---------- Material supplied

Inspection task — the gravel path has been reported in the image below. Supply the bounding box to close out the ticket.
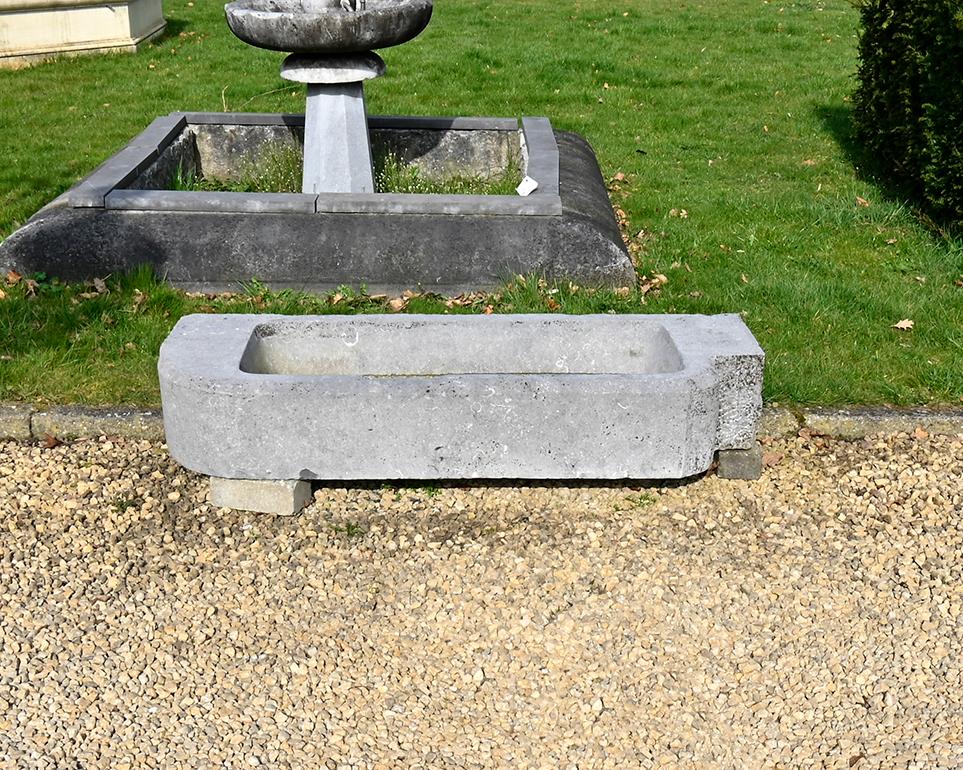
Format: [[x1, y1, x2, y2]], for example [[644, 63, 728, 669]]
[[0, 432, 963, 770]]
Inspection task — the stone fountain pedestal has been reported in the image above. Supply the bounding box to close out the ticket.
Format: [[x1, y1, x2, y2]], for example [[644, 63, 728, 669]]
[[281, 51, 385, 194]]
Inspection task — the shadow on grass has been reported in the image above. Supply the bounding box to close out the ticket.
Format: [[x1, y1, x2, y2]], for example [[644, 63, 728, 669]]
[[151, 19, 191, 45], [814, 104, 960, 240]]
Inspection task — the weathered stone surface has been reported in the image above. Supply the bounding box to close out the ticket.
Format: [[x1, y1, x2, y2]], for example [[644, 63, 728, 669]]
[[210, 476, 311, 516], [0, 115, 635, 293], [158, 315, 763, 479], [0, 403, 33, 441], [802, 407, 963, 439], [32, 406, 164, 441], [224, 0, 432, 54], [716, 443, 762, 481], [281, 51, 385, 83], [301, 83, 374, 194]]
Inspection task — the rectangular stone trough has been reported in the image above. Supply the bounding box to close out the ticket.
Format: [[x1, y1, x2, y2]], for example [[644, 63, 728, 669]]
[[0, 112, 635, 293], [158, 315, 763, 498]]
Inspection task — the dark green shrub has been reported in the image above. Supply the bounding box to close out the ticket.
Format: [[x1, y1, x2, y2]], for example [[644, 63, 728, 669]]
[[854, 0, 963, 229]]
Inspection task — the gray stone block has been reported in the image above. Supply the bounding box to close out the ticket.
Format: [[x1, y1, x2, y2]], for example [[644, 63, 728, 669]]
[[209, 476, 311, 516], [104, 190, 318, 214], [0, 114, 635, 293], [802, 407, 963, 439], [759, 406, 801, 438], [370, 115, 518, 131], [32, 406, 164, 441], [0, 403, 33, 441], [716, 442, 762, 481], [158, 315, 763, 479], [522, 118, 558, 195]]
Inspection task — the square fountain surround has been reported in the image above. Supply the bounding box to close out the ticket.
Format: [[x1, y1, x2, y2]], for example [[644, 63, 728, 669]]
[[0, 112, 635, 293]]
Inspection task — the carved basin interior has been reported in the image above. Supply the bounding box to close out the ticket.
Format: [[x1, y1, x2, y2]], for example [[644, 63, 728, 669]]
[[240, 315, 683, 377], [224, 0, 432, 55]]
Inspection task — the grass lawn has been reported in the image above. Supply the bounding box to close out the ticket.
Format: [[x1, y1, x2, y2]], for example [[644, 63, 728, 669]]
[[0, 0, 963, 405]]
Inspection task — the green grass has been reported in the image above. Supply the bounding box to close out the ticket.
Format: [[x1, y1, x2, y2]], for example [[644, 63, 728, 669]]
[[0, 0, 963, 404]]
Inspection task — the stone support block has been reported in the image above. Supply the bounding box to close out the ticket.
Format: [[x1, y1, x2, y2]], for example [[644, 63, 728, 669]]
[[209, 476, 311, 516]]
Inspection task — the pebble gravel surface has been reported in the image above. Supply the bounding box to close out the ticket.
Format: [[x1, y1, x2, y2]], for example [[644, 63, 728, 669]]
[[0, 430, 963, 770]]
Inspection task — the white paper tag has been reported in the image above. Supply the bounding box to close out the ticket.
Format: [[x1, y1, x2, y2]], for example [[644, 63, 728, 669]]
[[515, 176, 538, 195]]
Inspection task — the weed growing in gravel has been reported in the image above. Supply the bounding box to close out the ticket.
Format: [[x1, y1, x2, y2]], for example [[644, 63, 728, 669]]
[[331, 521, 368, 539], [111, 495, 144, 513]]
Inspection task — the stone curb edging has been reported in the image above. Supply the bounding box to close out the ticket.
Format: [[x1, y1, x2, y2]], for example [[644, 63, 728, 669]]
[[0, 403, 963, 441]]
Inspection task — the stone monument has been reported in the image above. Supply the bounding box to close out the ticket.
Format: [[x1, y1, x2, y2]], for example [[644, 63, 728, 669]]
[[224, 0, 432, 193]]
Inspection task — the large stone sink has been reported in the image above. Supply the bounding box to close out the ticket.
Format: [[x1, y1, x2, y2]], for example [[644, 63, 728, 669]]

--------------------

- **Short task**: Starting at the beginning of the records and stopping after the line that contains "[[281, 51, 385, 194]]", write every line out again. Shift each bounding-box coordinate in the answers up by 148, change nothing else, and leave out the pictures.

- **Answer to this problem**:
Inspection task — the gravel path has been reported in the image below. Supply the bounding box to close out the ticket.
Format: [[x1, y1, x2, y2]], for example [[644, 63, 728, 669]]
[[148, 580, 1111, 918]]
Inspection task — the stone fountain pedestal has been reported in the image above. Supply the bounding box to close out the ticket.
Format: [[x1, y1, x2, y2]], for example [[644, 63, 728, 669]]
[[429, 199, 533, 342]]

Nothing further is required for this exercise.